#### [Given task]
Return the whole listing exactly as it stands.

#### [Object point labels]
________________________

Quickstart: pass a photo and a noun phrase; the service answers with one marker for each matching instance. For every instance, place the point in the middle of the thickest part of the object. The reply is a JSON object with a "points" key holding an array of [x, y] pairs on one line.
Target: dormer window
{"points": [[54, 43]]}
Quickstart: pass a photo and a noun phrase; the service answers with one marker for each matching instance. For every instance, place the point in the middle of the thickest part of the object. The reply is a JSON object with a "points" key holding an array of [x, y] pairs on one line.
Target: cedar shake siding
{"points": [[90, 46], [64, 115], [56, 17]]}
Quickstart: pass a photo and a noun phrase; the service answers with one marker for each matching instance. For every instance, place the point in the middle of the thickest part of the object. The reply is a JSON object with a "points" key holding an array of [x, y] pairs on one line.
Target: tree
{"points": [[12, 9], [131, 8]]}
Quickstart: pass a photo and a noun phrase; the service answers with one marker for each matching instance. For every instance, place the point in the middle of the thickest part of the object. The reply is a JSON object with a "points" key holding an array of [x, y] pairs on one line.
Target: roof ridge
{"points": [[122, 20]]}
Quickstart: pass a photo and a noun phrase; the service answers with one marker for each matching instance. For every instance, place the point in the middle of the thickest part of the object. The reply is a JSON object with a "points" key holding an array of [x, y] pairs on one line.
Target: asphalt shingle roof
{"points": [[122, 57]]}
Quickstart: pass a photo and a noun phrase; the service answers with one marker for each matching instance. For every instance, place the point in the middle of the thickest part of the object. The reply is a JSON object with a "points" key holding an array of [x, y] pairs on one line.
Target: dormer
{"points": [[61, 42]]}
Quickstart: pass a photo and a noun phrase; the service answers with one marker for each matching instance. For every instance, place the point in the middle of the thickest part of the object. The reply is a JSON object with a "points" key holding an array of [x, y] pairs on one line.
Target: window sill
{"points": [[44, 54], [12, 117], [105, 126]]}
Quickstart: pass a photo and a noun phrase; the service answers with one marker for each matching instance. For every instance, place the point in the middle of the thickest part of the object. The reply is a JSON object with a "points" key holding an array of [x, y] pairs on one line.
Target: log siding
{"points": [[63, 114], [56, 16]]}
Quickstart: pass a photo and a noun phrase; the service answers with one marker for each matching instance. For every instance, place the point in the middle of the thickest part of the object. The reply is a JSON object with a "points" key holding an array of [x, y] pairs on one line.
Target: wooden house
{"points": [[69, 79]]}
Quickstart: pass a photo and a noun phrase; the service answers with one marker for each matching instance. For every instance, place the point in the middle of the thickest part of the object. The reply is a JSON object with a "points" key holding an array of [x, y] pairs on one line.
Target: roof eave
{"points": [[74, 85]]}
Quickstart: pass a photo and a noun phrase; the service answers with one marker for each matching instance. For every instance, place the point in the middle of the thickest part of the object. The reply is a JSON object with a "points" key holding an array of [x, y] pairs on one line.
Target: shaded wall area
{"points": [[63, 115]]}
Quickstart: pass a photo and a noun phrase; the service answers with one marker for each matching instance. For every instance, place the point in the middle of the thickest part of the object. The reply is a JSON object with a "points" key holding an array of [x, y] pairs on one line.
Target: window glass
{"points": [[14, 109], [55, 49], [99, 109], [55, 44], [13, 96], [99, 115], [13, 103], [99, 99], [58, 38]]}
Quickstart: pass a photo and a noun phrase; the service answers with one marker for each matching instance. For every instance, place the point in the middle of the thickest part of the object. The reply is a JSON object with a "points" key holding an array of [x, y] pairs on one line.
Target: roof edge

________________________

#### [Written solution]
Quickstart: pass a photo and a noun phrase; the service answers with one marker for each matching instance. For every instance, place the point in the middle of the thickest part of the object. The reply is a JSON object with a "points" key holding an array of [x, y] pairs on one line.
Target: dormer window
{"points": [[54, 43]]}
Quickstart: pass a photo and a noun phrase; the service answers with one marker for each matching instance. For every instance, place the point in the middle of the thickest part of the object. The reply is a JSON object with a "points" key holding an array of [x, y] pairs on one line.
Target: cedar shake siding
{"points": [[90, 46], [64, 115], [56, 17]]}
Quickstart: pass a photo and a noun phrase; the service answers with one marker for each matching instance. For every instance, place the point in the middle of the thickest part of the object. The reply is a JSON object with a "points" key holding an array of [x, y] pairs on one line.
Target: tree
{"points": [[12, 9], [131, 8]]}
Quickstart: pass a photo and a noun phrase; the service answers with one marker for each matching instance. For every instance, place the point in the middle of the thickest part of the object. The reply is a JSON object with a "points" key holding an array of [x, y] pairs on one line.
Target: roof ridge
{"points": [[122, 20]]}
Quickstart: pass a photo and a noun phrase; the service answers with one marker for each matching instance. For every instance, place the point in the middle of the thickest part of the object. The reply is a JSON object with a "points" key holding an array of [x, y] pairs on one line.
Target: asphalt shingle roof
{"points": [[122, 57]]}
Quickstart: pass a photo and a noun phrase; the service answers with one marker for each matching instance. For every instance, place the point in the middle of the thickest part of the object. The reply is a JSON object with a "points" key holding an array of [x, y] pairs on one line.
Target: dormer
{"points": [[61, 42]]}
Quickstart: pass a photo and a noun phrase; the service answers with one marker for each matching instance. For every instance, place the point in the middle of the thickest part of the object. The reply is a JSON object with a "points" key holding an array of [x, y] pairs on one line.
Target: window sill
{"points": [[44, 54], [12, 117], [105, 126]]}
Quickstart: pass a photo and a noun phrase; the service answers with one marker for each matching instance. For every instance, place the point in the middle of the thickest part of the object. The reply is a JSON object with a "points" key holding an array of [x, y] pairs on one line.
Target: log siding
{"points": [[63, 114], [56, 16]]}
Quickstart: pass a photo and a noun phrase; the service answers with one marker for each matching instance. For every instance, place the point in the middle of the thickest part of the object. The reply is a JSON object with a "points" key holding an array of [x, y] pairs on one line.
Target: wooden house
{"points": [[69, 79]]}
Quickstart: pass a photo and a noun phrase; the service answers with one marker for each matching instance. For every instance, place the point in the middle of the thickest part of the object. The reply is a JSON object with a "points" key holding an array of [x, y] pairs on one line.
Target: roof eave
{"points": [[74, 85]]}
Quickstart: pass a photo and a noun phrase; the service answers with one marker for each matching instance. For every instance, place the point in the middle of the thickest part of the object. The reply is a JSON object with a "points" key holding an array of [x, y] pairs on one line.
Target: shaded wall area
{"points": [[63, 115]]}
Quickstart: pass a photo and a noun phrase; the service answers with one marker for each matching instance. For every instance, place the point in the middle of the thickest part of the object. The reply is a JSON object with a "points" key holding an array of [x, y] pairs on one line.
Target: window glass
{"points": [[14, 109], [55, 49], [99, 109], [55, 44], [13, 96], [99, 115], [13, 103], [99, 99], [58, 38]]}
Quickstart: pass a photo and a noun phrase; the service answers with one marker for each matching instance. For every instance, place the point in the middle of the thickest part of the object. The reply is a JSON object with a "points" key holding an array of [x, y] pairs on one line.
Target: roof edge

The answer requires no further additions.